Required task: How many lines of the entries below contain the word "baseball"? Reply with the number alone.

● ● ● ●

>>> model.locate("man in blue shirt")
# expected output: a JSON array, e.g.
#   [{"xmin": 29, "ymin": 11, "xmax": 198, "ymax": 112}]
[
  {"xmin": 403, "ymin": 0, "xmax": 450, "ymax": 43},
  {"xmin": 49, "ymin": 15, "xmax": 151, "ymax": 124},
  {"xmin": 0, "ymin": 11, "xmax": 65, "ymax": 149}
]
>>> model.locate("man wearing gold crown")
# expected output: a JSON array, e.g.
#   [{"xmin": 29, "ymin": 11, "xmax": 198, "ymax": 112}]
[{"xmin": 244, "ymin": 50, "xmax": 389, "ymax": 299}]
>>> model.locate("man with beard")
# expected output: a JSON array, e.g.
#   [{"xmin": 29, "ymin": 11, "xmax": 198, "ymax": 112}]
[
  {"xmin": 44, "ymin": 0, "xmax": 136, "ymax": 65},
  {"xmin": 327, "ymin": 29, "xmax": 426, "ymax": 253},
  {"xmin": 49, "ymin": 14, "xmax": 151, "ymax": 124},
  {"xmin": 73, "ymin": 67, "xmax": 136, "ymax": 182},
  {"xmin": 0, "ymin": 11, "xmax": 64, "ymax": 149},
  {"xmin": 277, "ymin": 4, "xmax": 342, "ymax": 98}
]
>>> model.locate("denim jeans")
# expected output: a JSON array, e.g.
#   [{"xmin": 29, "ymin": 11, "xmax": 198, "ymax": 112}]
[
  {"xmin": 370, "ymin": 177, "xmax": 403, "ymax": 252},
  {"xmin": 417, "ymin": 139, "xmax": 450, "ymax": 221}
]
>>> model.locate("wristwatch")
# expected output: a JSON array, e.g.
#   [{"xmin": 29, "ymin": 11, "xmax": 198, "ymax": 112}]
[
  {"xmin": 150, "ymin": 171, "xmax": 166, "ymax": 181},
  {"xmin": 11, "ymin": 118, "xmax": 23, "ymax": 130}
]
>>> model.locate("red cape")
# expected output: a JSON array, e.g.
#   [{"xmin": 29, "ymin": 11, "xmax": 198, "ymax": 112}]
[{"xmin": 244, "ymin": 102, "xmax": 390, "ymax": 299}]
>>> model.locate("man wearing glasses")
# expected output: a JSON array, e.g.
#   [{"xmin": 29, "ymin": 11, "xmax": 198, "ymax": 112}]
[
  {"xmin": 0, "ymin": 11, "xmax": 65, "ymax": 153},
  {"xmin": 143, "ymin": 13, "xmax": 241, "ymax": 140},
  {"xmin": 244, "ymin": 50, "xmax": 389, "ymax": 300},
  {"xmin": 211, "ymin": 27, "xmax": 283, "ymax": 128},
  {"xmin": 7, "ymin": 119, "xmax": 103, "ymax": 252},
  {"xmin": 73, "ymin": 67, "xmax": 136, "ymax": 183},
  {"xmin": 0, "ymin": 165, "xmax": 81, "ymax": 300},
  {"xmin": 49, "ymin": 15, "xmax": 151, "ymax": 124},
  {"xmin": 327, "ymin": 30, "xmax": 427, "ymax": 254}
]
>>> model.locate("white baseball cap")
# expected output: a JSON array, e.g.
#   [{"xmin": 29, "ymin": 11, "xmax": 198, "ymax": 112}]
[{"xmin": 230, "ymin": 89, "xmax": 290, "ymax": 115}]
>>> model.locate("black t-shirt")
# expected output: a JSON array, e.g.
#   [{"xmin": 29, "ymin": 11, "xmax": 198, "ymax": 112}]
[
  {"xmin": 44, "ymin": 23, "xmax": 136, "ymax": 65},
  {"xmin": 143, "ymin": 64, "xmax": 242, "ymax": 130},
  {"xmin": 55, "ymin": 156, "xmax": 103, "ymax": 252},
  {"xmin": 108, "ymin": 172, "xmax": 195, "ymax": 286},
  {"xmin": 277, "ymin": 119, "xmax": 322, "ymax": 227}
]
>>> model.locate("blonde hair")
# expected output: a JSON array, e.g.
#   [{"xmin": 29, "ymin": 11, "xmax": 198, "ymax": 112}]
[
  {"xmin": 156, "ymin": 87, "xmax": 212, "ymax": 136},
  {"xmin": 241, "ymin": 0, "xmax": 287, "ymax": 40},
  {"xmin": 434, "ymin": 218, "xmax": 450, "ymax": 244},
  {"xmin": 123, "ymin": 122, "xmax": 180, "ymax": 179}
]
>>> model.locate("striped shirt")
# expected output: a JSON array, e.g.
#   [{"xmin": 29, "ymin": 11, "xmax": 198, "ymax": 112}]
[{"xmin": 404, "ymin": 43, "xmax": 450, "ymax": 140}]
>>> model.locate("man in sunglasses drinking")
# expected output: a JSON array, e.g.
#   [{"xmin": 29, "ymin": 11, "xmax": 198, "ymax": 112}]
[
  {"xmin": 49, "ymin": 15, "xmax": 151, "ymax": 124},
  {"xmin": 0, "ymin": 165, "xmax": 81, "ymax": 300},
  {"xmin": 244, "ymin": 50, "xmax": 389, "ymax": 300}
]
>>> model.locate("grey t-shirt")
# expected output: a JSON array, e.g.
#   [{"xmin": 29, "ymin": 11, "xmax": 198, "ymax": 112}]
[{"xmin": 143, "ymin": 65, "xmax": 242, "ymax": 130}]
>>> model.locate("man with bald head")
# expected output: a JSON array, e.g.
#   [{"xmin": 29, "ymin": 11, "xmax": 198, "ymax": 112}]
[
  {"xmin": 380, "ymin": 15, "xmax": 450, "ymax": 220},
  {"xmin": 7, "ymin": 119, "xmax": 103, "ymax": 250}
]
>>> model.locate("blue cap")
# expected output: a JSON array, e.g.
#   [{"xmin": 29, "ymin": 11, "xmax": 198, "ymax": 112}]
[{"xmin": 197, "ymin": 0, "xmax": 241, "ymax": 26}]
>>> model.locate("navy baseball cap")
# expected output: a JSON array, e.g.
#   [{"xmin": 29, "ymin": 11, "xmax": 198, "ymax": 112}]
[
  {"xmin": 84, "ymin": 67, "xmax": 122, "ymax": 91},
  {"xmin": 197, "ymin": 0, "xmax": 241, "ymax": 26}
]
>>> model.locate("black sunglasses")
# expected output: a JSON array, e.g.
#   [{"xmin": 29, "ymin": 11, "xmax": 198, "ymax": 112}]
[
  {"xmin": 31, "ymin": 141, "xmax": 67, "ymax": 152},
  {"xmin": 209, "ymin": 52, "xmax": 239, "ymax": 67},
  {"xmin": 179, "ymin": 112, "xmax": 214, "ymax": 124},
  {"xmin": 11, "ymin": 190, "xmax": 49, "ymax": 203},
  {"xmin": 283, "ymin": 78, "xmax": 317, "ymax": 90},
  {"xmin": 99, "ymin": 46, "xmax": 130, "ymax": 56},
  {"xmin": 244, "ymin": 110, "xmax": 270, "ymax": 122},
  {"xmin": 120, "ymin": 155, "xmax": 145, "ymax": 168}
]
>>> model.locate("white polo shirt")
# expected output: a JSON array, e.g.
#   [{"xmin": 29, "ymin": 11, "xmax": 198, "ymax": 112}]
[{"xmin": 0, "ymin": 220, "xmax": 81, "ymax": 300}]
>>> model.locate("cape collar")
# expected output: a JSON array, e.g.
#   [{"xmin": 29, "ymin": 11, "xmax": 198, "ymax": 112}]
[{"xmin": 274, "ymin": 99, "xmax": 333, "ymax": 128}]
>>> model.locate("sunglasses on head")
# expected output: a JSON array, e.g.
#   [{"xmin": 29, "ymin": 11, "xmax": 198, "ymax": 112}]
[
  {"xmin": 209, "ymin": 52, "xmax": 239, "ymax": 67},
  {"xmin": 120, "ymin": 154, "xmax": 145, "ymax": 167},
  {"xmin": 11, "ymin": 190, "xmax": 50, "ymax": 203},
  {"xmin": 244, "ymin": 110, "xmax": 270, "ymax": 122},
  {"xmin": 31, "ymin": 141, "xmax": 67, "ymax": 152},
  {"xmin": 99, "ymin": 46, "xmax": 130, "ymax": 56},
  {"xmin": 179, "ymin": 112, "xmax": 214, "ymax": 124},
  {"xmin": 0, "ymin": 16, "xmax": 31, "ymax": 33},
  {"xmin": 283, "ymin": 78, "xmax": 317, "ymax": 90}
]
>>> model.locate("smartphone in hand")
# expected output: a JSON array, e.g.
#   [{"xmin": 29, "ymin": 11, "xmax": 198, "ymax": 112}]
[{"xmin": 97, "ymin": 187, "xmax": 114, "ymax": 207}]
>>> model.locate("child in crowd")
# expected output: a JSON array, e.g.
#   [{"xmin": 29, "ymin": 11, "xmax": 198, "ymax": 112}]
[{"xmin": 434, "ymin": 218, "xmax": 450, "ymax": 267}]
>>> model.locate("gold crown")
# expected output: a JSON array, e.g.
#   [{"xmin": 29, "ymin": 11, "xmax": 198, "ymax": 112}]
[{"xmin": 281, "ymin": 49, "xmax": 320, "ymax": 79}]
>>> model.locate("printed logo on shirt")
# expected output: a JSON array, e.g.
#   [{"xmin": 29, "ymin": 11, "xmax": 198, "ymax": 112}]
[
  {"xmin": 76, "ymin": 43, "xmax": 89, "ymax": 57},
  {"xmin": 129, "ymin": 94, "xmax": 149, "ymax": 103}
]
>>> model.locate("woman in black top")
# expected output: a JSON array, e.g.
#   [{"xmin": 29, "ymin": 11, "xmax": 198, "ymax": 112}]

● ● ● ●

Task solution: 2